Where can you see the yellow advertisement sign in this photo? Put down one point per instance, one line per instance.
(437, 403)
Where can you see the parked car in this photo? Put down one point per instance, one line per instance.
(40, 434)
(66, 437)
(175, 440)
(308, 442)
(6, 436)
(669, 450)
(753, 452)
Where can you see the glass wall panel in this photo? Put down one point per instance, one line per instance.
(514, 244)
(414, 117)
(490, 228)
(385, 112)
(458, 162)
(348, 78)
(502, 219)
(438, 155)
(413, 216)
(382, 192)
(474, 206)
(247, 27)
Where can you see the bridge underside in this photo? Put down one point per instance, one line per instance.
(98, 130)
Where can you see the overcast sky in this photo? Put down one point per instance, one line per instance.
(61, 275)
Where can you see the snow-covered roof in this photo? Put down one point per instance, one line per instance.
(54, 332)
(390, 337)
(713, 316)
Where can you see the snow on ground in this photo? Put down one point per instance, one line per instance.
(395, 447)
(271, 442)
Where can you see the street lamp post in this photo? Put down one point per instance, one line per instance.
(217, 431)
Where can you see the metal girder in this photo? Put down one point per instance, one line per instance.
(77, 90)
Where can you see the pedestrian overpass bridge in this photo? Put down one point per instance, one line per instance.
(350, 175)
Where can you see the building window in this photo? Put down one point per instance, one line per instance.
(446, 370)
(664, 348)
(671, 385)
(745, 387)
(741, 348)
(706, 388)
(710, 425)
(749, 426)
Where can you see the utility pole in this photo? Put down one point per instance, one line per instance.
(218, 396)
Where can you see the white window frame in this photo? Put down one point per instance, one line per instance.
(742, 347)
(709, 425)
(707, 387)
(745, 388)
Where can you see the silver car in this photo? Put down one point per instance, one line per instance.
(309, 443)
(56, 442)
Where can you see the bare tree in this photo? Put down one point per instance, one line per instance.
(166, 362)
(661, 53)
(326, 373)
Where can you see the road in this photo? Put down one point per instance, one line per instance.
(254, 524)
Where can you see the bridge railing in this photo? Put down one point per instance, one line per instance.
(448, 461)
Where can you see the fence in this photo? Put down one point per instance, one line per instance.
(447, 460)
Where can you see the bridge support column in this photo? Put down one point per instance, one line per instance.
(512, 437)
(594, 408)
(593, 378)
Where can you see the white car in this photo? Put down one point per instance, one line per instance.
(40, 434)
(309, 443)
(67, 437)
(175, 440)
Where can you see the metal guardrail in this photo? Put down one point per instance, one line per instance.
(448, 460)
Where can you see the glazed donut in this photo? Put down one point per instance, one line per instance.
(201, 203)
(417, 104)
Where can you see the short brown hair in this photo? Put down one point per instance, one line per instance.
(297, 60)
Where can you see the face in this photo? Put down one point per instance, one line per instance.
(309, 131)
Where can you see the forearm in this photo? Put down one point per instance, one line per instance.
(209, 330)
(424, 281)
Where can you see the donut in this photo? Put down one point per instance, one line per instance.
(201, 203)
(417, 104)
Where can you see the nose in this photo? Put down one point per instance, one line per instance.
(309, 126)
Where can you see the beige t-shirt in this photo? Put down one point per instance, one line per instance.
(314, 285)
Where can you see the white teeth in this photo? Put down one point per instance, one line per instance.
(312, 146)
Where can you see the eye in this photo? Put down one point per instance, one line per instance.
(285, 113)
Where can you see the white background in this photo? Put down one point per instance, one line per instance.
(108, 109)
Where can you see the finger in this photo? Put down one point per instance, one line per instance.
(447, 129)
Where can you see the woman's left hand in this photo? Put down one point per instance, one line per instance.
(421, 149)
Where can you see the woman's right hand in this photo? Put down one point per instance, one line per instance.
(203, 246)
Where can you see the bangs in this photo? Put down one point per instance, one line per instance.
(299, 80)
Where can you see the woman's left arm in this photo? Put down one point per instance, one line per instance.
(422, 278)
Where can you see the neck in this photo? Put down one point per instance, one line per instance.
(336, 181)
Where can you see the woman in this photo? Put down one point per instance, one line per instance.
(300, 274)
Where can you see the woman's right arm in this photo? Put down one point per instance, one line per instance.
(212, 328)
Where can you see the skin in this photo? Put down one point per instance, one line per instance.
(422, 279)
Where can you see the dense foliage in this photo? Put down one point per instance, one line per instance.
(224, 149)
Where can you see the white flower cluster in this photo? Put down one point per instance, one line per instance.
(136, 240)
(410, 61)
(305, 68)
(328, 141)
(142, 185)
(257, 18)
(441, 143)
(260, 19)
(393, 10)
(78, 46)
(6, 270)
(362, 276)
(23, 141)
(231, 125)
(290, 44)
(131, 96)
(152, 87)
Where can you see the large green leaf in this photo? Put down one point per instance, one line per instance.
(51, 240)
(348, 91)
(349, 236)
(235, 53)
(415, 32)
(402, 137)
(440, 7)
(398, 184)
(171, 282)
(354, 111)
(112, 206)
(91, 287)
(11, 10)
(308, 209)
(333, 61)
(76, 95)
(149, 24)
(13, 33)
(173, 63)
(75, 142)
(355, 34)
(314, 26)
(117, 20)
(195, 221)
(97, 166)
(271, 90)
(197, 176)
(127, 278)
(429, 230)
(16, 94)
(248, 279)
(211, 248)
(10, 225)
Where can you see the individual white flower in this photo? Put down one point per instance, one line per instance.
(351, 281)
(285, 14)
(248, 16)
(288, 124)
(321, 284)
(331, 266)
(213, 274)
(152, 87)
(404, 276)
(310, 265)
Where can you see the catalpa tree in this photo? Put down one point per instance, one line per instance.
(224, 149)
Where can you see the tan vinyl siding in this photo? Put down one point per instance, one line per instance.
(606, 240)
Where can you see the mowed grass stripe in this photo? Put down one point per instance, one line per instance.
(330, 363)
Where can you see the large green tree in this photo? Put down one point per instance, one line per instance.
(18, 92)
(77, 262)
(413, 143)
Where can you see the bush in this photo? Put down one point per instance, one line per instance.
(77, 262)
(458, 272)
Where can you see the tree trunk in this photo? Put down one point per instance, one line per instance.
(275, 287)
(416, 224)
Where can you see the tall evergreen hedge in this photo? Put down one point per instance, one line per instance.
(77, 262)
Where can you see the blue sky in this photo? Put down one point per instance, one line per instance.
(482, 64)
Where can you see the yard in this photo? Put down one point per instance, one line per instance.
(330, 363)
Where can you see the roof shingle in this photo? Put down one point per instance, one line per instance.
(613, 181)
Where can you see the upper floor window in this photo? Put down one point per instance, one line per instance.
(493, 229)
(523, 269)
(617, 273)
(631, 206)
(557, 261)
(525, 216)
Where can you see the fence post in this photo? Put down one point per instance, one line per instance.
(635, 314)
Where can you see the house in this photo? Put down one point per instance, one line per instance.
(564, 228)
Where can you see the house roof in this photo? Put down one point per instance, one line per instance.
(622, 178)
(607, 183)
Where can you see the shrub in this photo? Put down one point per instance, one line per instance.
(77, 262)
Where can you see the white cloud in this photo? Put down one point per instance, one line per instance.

------------------------------------------------------------------------

Transcribe all of the lines in the records precisely.

OUTPUT FOR THIS TASK
Where can you see the yellow advertisement sign in this photo? Put down one point per instance, one line per instance.
(437, 403)
Where can you see the parked car in this photo? Put down one point per instance, one line per instance.
(40, 434)
(66, 437)
(175, 440)
(308, 442)
(6, 436)
(669, 450)
(753, 452)
Where can you see the glass wall panel in this photo? Put down one point per instance, one line per instance.
(514, 244)
(414, 117)
(490, 228)
(385, 112)
(458, 162)
(348, 78)
(502, 219)
(438, 155)
(413, 216)
(382, 192)
(474, 206)
(247, 27)
Where can you see the bridge underside in this photo? Put down one point per instance, one line per instance.
(98, 130)
Where can you see the overcast sky in this photo? Put down one point per instance, one line per instance.
(61, 275)
Where can you see the snow-covered roof in this photo? Put down one point per instance, one line per instance.
(54, 332)
(390, 337)
(713, 316)
Where can you see the snow on ground in this photo? Put down one point per instance, one line per instance.
(395, 447)
(271, 442)
Where can you see the street lamp post in this photo? Put down one point per instance, one line per instance.
(217, 431)
Where can you see the metal girder in this photo? Put down one point per instance, one line per instance.
(77, 90)
Where can you see the pedestrian overpass bridge in this photo? Put down one point per instance, one line per instance.
(350, 175)
Where can you see the building window in this photo? Put down one point per instance, one line per instance.
(446, 370)
(664, 348)
(671, 385)
(745, 387)
(741, 348)
(706, 388)
(710, 425)
(749, 426)
Where can you see the utility pole in this photo? Put down one point per instance, one line per instance.
(218, 396)
Where can you see the white window frame in this photo? Put down one point per instance, one line per instance.
(742, 347)
(709, 425)
(707, 387)
(745, 388)
Where can you see the silver car in this photo? Put down one point per instance, one line per instance.
(309, 443)
(56, 442)
Where can you see the bare tree in this photo? Put down one point per instance, one line per instance.
(166, 362)
(661, 53)
(326, 373)
Where can you see the road in this photo? Put down one point per instance, one line per instance.
(254, 524)
Where can you see the bridge railing in this photo? Put down one point per instance, one line per instance.
(448, 461)
Where can you see the fence in this photo? Put down one point per instance, one line per instance.
(447, 460)
Where can you see the bridge support column in this photo? Put down one point per instance, one line per instance.
(512, 437)
(594, 408)
(593, 378)
Where can you see the white car in this photo? Put down one point per instance, one line per instance.
(40, 434)
(309, 443)
(67, 437)
(175, 440)
Where can you see the metal guardrail in this photo? Put down one point per instance, one line per instance.
(448, 460)
Where can you see the glazed donut in this photo? Put down one point per instance, one line per instance.
(201, 203)
(417, 104)
Where can you see the short brown hair in this photo? Put down one point per instance, one line per instance.
(297, 60)
Where can you see the face in this photo? Put down one point per instance, one line per instance.
(309, 131)
Where can you see the forearm in this photo? Put down one point per instance, one line per instance.
(209, 330)
(424, 281)
Where can you see the donut in this photo? Put down one point per instance, one line per instance.
(201, 203)
(417, 104)
Where can you see the nose in this photo? Put down one point per instance, one line per instance.
(309, 126)
Where can you see the beige t-shirt in this photo? Put down one point per instance, one line per instance.
(314, 285)
Where can you see the white teeth in this photo? Put down one point per instance, one line per instance.
(312, 146)
Where can you see the eye in this photo? Put down one point per instance, one line per instance.
(285, 113)
Where can you see the white background in this photo? Put down one point per instance, one line per instance.
(108, 109)
Where can you see the finger in this photo? Put down one point per instance, one line per instance.
(447, 129)
Where can you see the woman's left hand in this photo? Put down one point per instance, one line per instance.
(421, 149)
Where can you see the woman's right hand in this photo? Put down one point per instance, one line per instance.
(203, 246)
Where can you see the bangs in this photo? Put down one point per instance, one line per instance.
(299, 80)
Where can you see the woman's left arm in this photo? Put down one point per instance, one line per instance.
(422, 278)
Where can you see the neck in this photo? Put down one point per instance, one line per instance.
(336, 181)
Where can you see the woman in this photo? Put down one point per instance, one line per instance.
(300, 274)
Where can you see the woman's right arm in this photo? Put down one point per instance, one line per instance.
(212, 328)
Where can you see the skin in this photo? Put down one point per instance, one line per instance.
(422, 279)
Where can you see the dense foliage in this photo? Put down one point per instance, one line per instance.
(224, 149)
Where can you see the white flower cluster in this photo? Put down one point per instance, one line per instance.
(136, 240)
(410, 61)
(305, 68)
(328, 141)
(142, 185)
(257, 18)
(441, 143)
(260, 19)
(393, 10)
(78, 46)
(6, 270)
(362, 276)
(23, 141)
(231, 125)
(290, 44)
(131, 96)
(152, 87)
Where can you see the large green leaf in this photo? Put down one point per instance, one line per instance.
(51, 240)
(348, 91)
(349, 236)
(235, 53)
(415, 32)
(402, 137)
(440, 7)
(398, 184)
(171, 282)
(354, 111)
(112, 206)
(91, 287)
(11, 10)
(308, 209)
(333, 61)
(76, 95)
(149, 24)
(13, 33)
(173, 63)
(75, 142)
(355, 34)
(314, 26)
(117, 20)
(195, 221)
(97, 166)
(271, 90)
(197, 176)
(127, 278)
(429, 230)
(16, 94)
(248, 279)
(211, 248)
(10, 225)
Where can you see the individual white flower in this photo? Put down one point per instance, one line per instance.
(351, 281)
(285, 14)
(248, 16)
(288, 124)
(321, 284)
(331, 266)
(213, 274)
(152, 87)
(404, 276)
(310, 265)
Where can you see the catalpa tree in this photo? Put down one point per instance, one line per instance.
(224, 149)
Where can you see the tan vinyl siding in this photo? Put down one point per instance, one line per instance.
(606, 240)
Where can you see the mowed grass stripe in this photo? Put down one point per instance, one line per instance.
(330, 363)
Where can you see the large green tree in this photo? Put down one point per instance, one line per instance.
(18, 92)
(77, 262)
(413, 143)
Where can you see the bush in this photo? Put down one point per instance, one line per instance.
(77, 262)
(458, 272)
Where can you see the tree trunk in this photo? Put down one point per instance, one line per instance.
(275, 287)
(416, 224)
Where can you see the tall evergreen hedge in this photo? Put down one point per instance, one line per instance.
(77, 262)
Where can you see the blue sky in this photo? Put down one point per instance, one line per instance.
(482, 64)
Where can you see the yard in this photo? Put down one point per instance, one line per instance.
(330, 363)
Where can you see the roof shingle in this photo? Put down one point per instance, one line per instance.
(613, 181)
Where can you see the upper floor window in this photo? Put down one point per instance, one line per instance.
(493, 229)
(523, 269)
(617, 273)
(631, 206)
(557, 261)
(525, 216)
Where can you see the fence post in this photo? Put down one point per instance, one line per instance.
(635, 314)
Where can you see the house in this photo? Put down one point per instance, one line per instance.
(564, 228)
Where can you see the house roof in this photo? Put down one point per instance, one line per instance.
(622, 178)
(607, 183)
Where can you see the shrub in this photo? Put down one point per instance, one line per instance.
(77, 262)
Where can you see the white cloud in this photo? Put down one point per instance, one line per instance.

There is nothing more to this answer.